Required work:
Pull out every line of the listing below that contains the string "above", treating uppercase and lowercase as different.

Information given:
☆ ☆ ☆ ☆ ☆ ☆ ☆

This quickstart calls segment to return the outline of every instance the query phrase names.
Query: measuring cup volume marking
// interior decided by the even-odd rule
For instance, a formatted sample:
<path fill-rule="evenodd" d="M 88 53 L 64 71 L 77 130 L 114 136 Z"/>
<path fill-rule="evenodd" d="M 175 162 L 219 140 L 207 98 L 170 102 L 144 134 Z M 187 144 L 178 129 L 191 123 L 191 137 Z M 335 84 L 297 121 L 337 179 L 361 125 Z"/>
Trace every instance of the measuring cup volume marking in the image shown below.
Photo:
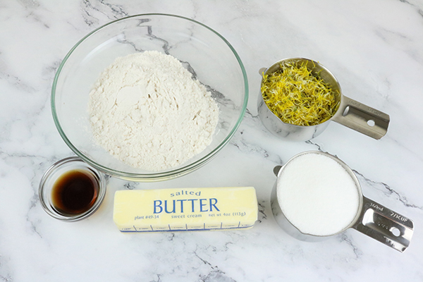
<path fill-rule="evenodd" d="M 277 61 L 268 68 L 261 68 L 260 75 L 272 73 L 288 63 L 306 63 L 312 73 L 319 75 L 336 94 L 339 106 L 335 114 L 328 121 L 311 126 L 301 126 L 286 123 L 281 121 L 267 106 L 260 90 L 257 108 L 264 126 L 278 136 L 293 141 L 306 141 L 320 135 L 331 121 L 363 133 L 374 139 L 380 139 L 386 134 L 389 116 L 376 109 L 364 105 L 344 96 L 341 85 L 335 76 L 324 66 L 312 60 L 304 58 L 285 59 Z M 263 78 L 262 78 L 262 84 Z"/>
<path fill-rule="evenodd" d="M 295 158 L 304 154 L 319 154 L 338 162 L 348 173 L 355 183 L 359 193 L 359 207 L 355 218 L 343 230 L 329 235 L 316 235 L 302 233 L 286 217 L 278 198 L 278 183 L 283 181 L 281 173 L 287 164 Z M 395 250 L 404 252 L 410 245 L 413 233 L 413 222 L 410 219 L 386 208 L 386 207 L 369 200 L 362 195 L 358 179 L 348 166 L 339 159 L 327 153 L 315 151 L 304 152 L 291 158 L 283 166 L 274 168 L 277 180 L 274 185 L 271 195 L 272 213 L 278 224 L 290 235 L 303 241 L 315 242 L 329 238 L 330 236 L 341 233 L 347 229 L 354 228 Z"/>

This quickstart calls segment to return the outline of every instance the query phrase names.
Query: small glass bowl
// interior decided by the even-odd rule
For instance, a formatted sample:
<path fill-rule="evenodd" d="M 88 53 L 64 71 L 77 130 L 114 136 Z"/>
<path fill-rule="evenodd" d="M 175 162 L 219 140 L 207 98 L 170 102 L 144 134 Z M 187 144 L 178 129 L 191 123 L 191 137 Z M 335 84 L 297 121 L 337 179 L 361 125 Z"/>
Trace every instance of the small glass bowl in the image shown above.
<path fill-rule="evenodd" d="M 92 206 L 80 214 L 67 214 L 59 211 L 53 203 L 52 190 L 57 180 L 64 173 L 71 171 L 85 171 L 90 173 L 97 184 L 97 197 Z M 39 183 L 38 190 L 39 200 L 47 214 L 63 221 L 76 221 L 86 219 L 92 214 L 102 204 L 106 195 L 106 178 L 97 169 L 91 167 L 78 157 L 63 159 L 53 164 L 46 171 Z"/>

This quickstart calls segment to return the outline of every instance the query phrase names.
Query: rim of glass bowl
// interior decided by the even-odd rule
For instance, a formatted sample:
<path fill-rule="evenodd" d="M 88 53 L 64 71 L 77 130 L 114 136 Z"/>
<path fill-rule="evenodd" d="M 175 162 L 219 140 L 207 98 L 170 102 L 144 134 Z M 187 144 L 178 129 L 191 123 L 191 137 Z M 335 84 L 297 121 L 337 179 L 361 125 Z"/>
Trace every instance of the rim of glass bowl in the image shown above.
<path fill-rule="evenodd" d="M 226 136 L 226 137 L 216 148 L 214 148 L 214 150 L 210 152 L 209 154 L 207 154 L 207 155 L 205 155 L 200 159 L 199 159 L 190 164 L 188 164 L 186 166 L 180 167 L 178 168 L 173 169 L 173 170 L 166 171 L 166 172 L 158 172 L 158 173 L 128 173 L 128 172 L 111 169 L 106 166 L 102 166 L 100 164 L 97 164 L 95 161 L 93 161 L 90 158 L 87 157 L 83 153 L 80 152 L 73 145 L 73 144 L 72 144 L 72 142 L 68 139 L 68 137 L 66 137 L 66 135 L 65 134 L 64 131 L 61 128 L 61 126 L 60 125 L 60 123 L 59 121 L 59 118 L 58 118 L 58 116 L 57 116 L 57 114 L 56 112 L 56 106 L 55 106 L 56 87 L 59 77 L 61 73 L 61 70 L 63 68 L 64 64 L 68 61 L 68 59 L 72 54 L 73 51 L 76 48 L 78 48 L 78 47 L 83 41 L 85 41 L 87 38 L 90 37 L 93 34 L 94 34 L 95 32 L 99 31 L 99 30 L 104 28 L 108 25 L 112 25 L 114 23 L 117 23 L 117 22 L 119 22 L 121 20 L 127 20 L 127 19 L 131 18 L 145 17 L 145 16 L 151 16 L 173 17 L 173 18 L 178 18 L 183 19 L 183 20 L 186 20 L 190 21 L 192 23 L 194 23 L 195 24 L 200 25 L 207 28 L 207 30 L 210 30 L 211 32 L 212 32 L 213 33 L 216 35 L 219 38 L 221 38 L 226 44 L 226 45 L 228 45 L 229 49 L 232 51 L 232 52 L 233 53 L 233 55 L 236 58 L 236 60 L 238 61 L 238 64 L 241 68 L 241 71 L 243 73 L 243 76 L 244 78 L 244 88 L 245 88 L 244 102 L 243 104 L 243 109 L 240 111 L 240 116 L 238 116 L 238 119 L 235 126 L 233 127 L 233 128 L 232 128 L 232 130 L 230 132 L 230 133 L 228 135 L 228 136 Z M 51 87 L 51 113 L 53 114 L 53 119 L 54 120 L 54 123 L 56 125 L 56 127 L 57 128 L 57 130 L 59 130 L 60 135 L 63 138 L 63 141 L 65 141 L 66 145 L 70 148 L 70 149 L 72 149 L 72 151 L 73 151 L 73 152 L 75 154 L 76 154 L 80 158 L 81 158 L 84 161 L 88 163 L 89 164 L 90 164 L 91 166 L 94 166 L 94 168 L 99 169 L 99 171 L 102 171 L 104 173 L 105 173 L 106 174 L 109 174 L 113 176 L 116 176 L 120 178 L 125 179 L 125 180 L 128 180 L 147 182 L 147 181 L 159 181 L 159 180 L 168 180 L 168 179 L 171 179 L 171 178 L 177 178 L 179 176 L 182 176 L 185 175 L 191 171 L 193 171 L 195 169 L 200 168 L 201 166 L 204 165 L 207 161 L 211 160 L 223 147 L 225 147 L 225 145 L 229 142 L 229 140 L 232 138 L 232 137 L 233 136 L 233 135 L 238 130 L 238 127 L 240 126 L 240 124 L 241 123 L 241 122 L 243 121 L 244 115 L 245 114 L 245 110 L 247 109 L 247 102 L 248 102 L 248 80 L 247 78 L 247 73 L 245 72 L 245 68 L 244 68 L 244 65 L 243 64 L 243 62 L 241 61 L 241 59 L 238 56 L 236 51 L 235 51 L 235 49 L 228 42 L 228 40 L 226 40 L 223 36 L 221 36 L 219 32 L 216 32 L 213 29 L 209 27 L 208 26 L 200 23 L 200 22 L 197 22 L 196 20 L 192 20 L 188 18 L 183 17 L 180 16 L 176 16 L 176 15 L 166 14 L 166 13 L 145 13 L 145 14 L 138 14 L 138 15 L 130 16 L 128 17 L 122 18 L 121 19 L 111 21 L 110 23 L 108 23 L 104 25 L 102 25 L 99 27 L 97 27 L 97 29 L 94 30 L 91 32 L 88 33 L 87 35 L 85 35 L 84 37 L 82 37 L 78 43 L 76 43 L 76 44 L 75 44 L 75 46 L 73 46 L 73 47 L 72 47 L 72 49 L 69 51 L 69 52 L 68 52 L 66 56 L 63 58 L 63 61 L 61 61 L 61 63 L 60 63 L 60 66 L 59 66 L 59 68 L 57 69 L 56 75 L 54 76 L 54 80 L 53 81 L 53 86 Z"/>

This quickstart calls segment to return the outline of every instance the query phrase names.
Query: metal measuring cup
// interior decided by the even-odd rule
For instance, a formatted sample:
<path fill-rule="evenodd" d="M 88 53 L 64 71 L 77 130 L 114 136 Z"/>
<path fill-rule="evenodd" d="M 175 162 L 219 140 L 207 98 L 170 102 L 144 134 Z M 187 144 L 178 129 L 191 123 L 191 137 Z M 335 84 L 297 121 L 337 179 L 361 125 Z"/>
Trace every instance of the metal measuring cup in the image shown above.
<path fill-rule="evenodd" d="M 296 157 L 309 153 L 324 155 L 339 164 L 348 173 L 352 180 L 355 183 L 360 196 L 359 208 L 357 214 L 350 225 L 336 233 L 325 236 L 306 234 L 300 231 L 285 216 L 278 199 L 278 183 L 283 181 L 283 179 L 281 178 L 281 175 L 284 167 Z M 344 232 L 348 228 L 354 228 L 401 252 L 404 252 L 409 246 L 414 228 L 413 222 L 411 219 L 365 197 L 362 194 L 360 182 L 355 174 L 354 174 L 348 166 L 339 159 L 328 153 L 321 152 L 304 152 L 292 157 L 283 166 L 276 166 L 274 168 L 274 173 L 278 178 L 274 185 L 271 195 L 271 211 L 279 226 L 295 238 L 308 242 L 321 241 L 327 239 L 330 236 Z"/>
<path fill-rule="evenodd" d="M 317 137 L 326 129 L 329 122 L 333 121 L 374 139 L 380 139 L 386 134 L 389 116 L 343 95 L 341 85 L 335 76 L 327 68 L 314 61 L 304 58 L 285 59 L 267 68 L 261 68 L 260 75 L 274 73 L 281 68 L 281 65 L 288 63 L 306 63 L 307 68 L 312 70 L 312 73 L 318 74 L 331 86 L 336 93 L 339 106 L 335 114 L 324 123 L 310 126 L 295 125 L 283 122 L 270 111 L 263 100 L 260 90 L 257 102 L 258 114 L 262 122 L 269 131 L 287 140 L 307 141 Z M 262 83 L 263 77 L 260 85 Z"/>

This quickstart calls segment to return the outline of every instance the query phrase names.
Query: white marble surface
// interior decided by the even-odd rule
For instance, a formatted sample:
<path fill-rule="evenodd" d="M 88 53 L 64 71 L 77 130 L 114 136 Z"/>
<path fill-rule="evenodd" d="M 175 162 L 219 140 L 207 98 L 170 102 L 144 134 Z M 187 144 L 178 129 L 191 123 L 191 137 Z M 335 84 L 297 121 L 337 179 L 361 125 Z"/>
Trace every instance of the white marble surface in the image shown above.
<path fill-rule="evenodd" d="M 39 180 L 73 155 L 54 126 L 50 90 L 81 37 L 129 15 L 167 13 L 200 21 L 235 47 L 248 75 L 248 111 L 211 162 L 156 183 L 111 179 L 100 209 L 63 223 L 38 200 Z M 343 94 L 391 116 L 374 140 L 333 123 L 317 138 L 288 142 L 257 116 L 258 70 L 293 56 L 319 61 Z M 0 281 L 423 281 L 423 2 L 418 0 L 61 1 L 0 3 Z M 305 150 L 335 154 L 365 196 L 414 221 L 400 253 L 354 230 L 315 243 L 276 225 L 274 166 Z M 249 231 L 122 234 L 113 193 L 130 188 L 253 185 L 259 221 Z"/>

☆ ☆ ☆ ☆ ☆ ☆ ☆

Reply:
Trace every instance of the small glass bowl in the image shown above.
Trace every instance of the rim of glass bowl in the image shown above.
Trace every instance of the metal measuring cup in the image shown above.
Trace every instance of the white marble surface in the image shown above.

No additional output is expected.